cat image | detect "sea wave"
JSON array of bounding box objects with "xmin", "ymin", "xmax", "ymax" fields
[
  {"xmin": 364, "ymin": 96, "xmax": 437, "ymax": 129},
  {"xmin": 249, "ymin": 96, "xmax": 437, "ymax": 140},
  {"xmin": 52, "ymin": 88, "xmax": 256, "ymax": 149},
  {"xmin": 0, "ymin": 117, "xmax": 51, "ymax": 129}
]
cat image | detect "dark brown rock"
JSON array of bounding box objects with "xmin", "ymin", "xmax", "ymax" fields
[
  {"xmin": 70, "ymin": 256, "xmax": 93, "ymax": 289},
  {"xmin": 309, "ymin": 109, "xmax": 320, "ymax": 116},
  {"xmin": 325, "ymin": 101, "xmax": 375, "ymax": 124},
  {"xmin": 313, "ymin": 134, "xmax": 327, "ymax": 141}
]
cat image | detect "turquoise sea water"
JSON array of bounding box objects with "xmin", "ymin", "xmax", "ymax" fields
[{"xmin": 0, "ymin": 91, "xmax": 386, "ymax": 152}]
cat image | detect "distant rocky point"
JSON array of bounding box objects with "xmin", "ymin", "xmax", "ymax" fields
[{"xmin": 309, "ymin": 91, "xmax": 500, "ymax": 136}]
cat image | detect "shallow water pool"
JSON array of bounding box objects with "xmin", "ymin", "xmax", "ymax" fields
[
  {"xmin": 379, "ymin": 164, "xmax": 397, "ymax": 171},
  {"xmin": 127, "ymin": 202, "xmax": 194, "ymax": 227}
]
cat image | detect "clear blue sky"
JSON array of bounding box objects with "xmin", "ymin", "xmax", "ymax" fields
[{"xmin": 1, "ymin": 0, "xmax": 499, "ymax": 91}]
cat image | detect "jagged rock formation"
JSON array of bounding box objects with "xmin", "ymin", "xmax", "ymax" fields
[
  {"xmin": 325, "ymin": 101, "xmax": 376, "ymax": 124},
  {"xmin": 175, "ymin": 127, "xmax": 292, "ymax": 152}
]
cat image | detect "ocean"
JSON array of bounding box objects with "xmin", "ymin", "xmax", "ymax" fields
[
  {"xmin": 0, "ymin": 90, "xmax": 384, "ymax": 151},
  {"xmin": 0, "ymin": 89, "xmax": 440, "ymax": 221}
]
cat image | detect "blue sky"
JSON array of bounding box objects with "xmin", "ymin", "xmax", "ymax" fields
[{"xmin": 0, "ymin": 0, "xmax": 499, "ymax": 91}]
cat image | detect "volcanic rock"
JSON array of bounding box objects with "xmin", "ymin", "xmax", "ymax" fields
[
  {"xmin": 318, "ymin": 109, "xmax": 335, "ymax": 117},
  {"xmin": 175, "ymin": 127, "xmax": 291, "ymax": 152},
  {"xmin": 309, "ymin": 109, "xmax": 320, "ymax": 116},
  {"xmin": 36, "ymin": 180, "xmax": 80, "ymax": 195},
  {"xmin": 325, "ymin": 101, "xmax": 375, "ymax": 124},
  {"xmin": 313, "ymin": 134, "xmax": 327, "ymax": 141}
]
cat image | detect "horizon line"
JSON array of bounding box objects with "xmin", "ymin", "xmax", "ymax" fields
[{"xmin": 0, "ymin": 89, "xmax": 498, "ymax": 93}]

■ **Your goal**:
What is needed is a verbatim copy of the data, complete from first line to last.

■ **Final answer**:
cat image | detect "sea wave"
JSON array of bounding box objects with "xmin", "ymin", "xmax", "ymax" fields
[
  {"xmin": 364, "ymin": 96, "xmax": 437, "ymax": 129},
  {"xmin": 249, "ymin": 96, "xmax": 437, "ymax": 140},
  {"xmin": 52, "ymin": 88, "xmax": 256, "ymax": 149},
  {"xmin": 0, "ymin": 117, "xmax": 51, "ymax": 129}
]
cat image | detect "dark brown rock"
JSON array of bounding box objects with "xmin", "ymin", "xmax", "ymax" fields
[
  {"xmin": 70, "ymin": 256, "xmax": 93, "ymax": 289},
  {"xmin": 309, "ymin": 109, "xmax": 320, "ymax": 116},
  {"xmin": 325, "ymin": 101, "xmax": 375, "ymax": 124},
  {"xmin": 313, "ymin": 134, "xmax": 327, "ymax": 141}
]
cat image | detect "turquoise sea water"
JSON array of bounding box objects with "xmin", "ymin", "xmax", "ymax" fields
[{"xmin": 0, "ymin": 91, "xmax": 386, "ymax": 152}]
cat image | detect "distant rocky point"
JSON array of bounding box objects with "xmin", "ymin", "xmax", "ymax" fields
[{"xmin": 309, "ymin": 91, "xmax": 500, "ymax": 136}]
cat image | detect "shallow water pool"
JSON array of bounding box objects with "xmin", "ymin", "xmax", "ymax" fields
[
  {"xmin": 379, "ymin": 164, "xmax": 397, "ymax": 171},
  {"xmin": 127, "ymin": 202, "xmax": 194, "ymax": 227}
]
cat image | detect "clear blue sky"
JSON array of bounding box objects with "xmin", "ymin", "xmax", "ymax" fields
[{"xmin": 1, "ymin": 0, "xmax": 499, "ymax": 91}]
cat image | detect "jagged rock formation"
JSON array of bounding box objects with "xmin", "ymin", "xmax", "ymax" fields
[
  {"xmin": 325, "ymin": 101, "xmax": 376, "ymax": 124},
  {"xmin": 175, "ymin": 127, "xmax": 292, "ymax": 152}
]
cat image | detect "ocean"
JSON array of bounding box objects with "xmin", "ymin", "xmax", "ymax" fields
[
  {"xmin": 0, "ymin": 90, "xmax": 384, "ymax": 151},
  {"xmin": 0, "ymin": 89, "xmax": 440, "ymax": 221}
]
cat image | detect "blue sky"
JSON array of bounding box objects with "xmin", "ymin", "xmax", "ymax" fields
[{"xmin": 0, "ymin": 0, "xmax": 499, "ymax": 91}]
cat image | detect "volcanic rock"
JSON array of bounding box objects with "xmin", "ymin", "xmax", "ymax" fields
[
  {"xmin": 318, "ymin": 109, "xmax": 335, "ymax": 117},
  {"xmin": 175, "ymin": 127, "xmax": 291, "ymax": 152},
  {"xmin": 309, "ymin": 109, "xmax": 320, "ymax": 116},
  {"xmin": 36, "ymin": 180, "xmax": 80, "ymax": 195},
  {"xmin": 325, "ymin": 101, "xmax": 375, "ymax": 124},
  {"xmin": 313, "ymin": 134, "xmax": 327, "ymax": 141}
]
cat image | detect "horizon line"
JSON array of bounding box objects with "xmin", "ymin", "xmax", "ymax" fields
[{"xmin": 0, "ymin": 89, "xmax": 498, "ymax": 93}]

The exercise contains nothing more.